━━━━━ DATA TO PROCESS ━━━━━

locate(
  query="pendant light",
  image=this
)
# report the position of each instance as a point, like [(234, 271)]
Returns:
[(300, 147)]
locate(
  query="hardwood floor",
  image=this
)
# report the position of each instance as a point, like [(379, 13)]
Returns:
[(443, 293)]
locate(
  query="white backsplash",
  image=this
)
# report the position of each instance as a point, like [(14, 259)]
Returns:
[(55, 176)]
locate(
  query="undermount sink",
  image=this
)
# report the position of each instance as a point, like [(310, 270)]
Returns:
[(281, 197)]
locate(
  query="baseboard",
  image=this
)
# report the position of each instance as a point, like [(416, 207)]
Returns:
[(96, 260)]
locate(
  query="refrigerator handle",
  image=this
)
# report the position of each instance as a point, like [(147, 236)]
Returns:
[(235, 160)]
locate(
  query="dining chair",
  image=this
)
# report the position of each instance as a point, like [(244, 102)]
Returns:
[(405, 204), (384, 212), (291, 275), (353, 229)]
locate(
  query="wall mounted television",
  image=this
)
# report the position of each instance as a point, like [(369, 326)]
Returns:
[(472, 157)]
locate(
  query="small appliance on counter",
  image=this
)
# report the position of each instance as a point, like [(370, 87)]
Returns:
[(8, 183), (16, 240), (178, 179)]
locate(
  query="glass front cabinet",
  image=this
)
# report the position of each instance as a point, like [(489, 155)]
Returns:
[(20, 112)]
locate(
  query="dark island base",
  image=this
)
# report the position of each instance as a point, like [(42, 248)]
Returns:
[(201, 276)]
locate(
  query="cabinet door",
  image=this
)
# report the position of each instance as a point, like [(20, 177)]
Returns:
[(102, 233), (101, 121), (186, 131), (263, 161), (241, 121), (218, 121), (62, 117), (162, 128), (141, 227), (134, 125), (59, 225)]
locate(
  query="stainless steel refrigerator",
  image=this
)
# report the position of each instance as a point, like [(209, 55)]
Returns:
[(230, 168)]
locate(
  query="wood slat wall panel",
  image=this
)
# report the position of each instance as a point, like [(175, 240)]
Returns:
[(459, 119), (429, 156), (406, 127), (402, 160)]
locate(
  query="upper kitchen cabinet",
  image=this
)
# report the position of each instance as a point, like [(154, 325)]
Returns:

━━━━━

State how many lines in the material include the string "cabinet". Nothing other than the number is wanted.

3